- **Supplied data**:
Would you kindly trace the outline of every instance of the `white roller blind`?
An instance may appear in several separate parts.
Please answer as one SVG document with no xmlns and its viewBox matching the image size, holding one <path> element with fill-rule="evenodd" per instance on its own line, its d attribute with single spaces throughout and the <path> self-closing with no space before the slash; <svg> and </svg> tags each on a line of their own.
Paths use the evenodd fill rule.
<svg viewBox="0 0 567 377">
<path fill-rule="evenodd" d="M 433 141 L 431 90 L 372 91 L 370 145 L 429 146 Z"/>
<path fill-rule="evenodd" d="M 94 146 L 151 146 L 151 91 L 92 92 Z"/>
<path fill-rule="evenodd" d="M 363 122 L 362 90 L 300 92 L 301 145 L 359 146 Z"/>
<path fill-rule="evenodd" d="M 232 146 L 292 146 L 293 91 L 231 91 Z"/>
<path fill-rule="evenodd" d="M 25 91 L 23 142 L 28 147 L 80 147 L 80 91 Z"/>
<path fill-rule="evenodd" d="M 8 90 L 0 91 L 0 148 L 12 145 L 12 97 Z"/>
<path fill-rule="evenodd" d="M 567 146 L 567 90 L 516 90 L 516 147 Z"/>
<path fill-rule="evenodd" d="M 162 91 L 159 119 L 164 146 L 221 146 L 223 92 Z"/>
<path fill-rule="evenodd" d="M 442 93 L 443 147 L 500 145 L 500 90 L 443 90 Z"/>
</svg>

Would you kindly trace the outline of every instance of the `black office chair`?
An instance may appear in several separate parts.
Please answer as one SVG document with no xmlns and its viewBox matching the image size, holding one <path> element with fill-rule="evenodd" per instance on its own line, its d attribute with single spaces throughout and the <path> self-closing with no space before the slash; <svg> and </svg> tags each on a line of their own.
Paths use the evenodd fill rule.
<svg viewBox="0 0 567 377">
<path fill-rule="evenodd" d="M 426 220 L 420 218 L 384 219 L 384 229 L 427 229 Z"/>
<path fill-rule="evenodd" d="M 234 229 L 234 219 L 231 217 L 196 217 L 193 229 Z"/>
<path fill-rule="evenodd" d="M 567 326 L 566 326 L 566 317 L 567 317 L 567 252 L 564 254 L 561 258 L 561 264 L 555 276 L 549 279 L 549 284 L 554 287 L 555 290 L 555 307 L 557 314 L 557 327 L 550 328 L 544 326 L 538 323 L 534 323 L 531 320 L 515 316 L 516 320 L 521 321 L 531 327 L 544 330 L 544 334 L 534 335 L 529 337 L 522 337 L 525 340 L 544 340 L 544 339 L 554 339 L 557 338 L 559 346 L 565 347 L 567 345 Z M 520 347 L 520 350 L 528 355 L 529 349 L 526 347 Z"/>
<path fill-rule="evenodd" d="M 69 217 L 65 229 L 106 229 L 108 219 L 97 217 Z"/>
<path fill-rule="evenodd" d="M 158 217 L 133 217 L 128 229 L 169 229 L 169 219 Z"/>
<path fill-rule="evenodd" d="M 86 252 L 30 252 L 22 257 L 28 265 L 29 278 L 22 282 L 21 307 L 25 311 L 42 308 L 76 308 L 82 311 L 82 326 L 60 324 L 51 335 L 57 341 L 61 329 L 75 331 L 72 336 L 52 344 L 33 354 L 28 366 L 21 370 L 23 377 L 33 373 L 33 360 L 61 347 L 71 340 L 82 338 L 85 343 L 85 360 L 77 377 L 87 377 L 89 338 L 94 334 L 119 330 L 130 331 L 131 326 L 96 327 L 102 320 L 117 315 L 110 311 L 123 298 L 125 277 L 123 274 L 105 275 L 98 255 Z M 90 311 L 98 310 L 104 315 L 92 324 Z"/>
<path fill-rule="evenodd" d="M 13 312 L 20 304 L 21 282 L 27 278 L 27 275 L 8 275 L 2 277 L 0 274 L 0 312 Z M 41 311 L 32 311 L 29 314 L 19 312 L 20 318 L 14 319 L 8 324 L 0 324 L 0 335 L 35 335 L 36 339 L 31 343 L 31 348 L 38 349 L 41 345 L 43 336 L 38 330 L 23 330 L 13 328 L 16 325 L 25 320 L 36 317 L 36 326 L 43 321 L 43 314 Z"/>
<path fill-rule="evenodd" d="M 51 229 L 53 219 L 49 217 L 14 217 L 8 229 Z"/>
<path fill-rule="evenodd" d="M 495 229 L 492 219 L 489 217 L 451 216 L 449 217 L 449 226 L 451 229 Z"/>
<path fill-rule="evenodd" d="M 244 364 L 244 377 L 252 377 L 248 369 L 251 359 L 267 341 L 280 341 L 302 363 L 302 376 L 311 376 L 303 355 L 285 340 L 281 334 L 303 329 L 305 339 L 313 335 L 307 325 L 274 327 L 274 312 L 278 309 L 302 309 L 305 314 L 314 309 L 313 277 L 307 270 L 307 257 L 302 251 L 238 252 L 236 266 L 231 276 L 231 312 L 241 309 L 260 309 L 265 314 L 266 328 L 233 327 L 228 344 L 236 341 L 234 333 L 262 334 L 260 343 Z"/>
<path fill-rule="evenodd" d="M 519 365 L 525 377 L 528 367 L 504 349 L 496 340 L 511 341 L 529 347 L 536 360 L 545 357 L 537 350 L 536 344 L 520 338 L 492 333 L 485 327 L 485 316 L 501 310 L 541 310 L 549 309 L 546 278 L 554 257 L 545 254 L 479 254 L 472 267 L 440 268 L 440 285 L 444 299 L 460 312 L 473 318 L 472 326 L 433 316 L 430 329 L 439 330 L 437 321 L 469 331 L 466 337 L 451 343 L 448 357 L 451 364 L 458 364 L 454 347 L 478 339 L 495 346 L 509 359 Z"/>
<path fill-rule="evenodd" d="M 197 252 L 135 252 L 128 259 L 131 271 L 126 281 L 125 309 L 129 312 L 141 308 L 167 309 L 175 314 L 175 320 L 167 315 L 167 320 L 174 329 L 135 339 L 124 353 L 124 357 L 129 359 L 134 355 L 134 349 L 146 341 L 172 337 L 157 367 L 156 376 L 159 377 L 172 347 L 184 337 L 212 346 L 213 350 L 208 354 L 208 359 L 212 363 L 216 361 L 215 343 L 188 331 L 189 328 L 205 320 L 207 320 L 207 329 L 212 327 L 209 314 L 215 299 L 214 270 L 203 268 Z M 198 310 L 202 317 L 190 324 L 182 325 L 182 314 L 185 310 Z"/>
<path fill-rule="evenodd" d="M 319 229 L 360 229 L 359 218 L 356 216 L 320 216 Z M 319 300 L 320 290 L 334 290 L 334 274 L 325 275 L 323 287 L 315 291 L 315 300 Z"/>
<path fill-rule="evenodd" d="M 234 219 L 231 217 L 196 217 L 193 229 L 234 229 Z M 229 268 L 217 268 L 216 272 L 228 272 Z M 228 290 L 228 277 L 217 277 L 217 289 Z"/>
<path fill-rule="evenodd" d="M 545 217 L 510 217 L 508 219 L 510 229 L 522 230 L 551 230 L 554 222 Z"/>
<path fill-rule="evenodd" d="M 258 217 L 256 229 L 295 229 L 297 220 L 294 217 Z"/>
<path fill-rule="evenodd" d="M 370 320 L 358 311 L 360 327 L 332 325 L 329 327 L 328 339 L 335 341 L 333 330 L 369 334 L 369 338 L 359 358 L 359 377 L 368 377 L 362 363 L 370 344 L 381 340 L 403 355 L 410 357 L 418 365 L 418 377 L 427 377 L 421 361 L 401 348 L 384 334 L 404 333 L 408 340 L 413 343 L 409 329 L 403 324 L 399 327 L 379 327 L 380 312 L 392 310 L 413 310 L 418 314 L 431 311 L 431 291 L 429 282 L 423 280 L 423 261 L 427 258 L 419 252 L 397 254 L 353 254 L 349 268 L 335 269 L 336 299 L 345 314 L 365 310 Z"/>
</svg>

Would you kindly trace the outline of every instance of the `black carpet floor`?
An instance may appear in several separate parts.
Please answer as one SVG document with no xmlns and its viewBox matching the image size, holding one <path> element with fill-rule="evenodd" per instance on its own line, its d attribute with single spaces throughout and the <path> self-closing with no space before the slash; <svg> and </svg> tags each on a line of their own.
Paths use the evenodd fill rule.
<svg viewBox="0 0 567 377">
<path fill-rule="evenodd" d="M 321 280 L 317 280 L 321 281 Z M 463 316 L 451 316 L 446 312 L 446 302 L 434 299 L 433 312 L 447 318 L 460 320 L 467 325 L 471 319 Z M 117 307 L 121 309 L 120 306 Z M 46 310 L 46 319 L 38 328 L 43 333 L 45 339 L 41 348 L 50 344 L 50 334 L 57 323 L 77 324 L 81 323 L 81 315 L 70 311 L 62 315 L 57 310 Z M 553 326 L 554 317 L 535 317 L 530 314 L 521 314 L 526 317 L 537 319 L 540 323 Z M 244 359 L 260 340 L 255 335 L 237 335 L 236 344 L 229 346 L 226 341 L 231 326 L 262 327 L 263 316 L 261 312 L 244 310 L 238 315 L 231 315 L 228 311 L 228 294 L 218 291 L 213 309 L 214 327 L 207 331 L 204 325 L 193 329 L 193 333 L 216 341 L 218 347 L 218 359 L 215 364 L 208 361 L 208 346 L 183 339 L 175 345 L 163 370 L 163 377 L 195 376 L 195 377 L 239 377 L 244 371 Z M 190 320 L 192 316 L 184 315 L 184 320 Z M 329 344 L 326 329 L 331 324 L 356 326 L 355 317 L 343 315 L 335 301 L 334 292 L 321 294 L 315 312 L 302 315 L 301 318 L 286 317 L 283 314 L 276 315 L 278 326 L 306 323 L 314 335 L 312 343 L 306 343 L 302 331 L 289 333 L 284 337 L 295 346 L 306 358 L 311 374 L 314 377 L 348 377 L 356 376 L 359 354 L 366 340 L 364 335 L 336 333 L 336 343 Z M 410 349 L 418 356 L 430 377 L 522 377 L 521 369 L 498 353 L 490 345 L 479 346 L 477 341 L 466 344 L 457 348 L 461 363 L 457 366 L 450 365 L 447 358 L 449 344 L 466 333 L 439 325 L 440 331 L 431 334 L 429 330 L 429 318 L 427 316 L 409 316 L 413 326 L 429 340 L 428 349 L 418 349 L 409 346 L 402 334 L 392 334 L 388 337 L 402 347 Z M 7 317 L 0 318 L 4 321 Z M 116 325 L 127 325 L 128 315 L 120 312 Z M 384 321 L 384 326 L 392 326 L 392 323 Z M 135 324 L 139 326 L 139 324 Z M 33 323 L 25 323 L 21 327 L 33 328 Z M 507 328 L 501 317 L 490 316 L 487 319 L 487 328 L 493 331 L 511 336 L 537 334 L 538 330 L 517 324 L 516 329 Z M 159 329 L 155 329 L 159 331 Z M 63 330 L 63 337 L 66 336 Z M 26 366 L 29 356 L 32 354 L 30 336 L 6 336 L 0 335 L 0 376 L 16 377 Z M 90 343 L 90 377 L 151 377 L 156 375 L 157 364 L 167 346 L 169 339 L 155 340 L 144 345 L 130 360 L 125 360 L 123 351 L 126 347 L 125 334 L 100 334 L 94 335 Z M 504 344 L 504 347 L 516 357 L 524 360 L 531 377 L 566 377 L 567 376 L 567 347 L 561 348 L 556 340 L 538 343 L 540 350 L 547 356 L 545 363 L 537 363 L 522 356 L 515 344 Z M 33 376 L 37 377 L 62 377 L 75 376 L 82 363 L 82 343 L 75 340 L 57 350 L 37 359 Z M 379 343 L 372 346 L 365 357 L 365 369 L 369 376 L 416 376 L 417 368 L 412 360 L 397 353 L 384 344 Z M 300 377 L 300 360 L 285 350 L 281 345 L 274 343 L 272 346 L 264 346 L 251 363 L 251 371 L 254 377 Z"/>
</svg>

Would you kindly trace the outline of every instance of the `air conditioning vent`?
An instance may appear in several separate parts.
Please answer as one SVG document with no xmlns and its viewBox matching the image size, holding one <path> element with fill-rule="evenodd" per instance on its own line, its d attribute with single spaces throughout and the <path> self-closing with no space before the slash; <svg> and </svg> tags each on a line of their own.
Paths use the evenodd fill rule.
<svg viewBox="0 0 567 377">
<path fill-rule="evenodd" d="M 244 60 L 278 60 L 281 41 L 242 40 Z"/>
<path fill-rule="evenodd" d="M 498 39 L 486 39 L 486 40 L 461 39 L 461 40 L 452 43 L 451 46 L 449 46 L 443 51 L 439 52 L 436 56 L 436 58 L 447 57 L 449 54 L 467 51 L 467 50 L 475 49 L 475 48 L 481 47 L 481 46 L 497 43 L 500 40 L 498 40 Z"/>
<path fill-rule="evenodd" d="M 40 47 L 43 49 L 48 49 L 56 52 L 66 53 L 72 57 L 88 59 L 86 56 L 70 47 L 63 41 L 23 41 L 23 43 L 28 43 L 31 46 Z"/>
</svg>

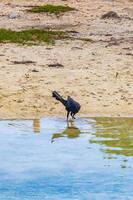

- **Problem statement**:
Tally the lines in the material above that contain the string "every", and give only that number.

- **Task solution**:
4